▶ _Task statement_: Which lines in the rows below contain the string "pink"? Pull out each one and list them.

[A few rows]
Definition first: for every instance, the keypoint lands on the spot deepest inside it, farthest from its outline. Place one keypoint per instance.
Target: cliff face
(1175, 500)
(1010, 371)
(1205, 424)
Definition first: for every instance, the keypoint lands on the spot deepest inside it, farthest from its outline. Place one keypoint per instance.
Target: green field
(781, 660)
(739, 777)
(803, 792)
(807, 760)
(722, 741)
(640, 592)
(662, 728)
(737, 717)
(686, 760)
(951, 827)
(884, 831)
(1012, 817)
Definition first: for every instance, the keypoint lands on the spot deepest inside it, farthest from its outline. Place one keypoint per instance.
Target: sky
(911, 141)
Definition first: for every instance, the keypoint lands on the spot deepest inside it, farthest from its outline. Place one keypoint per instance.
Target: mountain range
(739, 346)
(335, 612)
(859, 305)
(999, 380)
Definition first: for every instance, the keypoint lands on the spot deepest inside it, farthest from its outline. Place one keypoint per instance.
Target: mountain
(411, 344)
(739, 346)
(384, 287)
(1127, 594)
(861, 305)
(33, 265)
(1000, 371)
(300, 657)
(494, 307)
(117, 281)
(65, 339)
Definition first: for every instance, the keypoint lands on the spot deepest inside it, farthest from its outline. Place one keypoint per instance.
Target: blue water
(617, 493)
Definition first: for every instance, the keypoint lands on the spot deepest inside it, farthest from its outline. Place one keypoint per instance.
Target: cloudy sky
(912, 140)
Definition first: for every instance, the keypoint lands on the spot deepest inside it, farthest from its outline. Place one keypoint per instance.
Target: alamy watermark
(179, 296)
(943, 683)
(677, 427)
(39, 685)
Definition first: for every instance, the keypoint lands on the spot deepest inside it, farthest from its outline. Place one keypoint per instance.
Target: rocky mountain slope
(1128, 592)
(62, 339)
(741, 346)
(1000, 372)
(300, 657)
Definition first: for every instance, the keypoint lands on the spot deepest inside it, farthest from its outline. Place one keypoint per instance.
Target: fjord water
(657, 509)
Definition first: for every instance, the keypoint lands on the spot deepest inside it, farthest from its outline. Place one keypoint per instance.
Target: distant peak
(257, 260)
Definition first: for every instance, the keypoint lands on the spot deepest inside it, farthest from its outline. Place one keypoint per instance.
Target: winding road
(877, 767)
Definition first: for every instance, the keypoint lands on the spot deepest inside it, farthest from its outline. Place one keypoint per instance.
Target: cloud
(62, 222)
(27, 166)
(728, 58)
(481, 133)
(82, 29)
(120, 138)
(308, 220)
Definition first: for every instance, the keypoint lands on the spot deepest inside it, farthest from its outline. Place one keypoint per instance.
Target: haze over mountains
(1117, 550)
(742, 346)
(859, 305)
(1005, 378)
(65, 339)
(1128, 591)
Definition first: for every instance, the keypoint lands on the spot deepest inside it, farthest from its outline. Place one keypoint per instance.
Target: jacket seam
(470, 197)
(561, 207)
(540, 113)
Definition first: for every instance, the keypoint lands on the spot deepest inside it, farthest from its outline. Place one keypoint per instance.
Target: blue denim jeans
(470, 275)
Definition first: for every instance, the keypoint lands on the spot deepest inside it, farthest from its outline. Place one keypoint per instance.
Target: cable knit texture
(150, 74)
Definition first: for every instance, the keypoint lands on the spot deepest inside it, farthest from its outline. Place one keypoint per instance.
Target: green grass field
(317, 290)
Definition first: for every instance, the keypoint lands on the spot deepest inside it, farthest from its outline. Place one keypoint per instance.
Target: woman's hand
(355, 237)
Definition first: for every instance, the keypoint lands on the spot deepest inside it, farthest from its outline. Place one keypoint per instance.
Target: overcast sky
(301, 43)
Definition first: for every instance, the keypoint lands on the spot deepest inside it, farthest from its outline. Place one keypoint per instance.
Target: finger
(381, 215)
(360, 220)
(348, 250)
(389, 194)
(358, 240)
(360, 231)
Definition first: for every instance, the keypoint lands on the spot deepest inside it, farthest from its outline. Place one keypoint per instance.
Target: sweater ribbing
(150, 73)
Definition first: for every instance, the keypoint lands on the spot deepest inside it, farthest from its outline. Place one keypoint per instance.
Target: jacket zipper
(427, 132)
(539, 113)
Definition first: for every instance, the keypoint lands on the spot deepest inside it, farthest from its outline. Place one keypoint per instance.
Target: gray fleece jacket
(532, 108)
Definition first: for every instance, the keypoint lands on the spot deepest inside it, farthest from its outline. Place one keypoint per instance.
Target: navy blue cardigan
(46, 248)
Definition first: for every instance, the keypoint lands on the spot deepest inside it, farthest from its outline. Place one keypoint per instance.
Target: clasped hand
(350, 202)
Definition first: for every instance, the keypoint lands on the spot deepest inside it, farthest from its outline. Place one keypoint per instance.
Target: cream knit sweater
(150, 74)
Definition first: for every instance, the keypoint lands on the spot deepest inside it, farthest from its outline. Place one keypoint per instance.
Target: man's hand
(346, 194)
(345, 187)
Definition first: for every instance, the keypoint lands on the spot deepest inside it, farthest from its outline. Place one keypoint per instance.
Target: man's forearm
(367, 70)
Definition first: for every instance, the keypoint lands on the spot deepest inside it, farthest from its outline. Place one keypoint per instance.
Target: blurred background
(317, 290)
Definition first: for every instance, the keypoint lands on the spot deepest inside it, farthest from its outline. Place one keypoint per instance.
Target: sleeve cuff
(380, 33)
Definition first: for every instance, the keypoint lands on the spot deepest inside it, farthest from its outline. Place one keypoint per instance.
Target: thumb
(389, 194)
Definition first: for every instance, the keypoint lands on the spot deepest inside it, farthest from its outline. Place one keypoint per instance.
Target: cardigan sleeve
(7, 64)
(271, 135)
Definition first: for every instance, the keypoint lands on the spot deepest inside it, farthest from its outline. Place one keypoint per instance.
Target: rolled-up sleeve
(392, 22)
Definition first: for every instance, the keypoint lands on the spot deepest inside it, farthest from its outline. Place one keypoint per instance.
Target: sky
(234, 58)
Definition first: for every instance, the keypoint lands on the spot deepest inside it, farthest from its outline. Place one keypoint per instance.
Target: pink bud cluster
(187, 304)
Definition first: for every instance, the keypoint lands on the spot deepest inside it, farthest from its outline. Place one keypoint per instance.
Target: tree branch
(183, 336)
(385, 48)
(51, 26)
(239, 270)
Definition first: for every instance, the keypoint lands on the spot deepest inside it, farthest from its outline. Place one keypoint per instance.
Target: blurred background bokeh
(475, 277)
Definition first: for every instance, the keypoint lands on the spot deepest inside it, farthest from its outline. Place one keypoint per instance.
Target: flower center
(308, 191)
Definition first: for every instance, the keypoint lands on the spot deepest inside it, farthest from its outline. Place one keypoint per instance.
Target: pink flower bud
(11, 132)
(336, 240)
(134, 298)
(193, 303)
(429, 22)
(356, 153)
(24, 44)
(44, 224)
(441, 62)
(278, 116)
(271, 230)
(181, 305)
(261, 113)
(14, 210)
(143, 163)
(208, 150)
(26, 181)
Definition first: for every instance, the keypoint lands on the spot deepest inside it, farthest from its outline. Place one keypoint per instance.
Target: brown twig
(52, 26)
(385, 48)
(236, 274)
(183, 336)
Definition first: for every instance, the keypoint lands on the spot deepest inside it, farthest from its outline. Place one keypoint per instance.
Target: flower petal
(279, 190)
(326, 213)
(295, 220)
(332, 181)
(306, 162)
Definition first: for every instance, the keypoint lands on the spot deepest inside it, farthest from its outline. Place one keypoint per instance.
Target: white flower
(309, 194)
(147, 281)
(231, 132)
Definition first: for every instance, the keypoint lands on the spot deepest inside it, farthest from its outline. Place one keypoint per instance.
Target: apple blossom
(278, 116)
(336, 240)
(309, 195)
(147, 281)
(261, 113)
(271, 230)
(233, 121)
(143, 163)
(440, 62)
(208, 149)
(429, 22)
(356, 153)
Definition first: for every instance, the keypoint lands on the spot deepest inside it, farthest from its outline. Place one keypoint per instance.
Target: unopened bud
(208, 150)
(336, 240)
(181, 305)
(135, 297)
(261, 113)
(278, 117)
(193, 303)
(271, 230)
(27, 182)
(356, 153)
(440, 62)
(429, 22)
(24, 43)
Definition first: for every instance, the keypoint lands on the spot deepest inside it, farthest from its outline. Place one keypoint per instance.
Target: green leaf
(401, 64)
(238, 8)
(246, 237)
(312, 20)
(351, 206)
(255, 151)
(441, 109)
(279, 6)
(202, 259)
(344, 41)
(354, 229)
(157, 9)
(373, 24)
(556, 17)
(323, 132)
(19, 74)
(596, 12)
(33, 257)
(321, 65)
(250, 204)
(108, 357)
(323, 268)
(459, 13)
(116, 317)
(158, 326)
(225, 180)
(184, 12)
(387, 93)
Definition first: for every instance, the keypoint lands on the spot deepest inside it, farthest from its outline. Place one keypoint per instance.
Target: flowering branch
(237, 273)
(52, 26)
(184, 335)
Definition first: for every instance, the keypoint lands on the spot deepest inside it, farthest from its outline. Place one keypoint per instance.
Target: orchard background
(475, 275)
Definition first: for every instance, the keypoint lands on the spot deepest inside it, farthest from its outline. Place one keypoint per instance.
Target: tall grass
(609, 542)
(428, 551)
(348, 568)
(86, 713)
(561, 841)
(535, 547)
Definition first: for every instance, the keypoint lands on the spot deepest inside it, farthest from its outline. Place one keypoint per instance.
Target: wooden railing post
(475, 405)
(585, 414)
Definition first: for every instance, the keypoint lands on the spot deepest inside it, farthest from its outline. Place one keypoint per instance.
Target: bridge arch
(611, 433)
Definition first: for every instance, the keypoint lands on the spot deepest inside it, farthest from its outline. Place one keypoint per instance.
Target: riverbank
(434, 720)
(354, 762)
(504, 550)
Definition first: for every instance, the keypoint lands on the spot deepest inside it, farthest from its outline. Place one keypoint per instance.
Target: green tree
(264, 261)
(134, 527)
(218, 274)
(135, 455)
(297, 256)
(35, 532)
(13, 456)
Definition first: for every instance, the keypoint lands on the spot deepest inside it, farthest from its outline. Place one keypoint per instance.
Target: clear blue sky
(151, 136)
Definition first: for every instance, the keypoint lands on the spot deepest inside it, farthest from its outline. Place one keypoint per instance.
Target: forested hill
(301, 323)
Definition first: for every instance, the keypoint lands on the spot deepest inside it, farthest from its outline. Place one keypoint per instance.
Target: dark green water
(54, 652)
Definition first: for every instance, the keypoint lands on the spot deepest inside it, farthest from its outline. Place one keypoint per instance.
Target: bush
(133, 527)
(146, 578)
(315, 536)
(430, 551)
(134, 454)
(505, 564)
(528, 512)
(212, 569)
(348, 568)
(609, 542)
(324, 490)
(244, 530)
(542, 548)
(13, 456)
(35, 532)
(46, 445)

▶ _Right answer_:
Target: pink bud cluster
Target: pink flower bud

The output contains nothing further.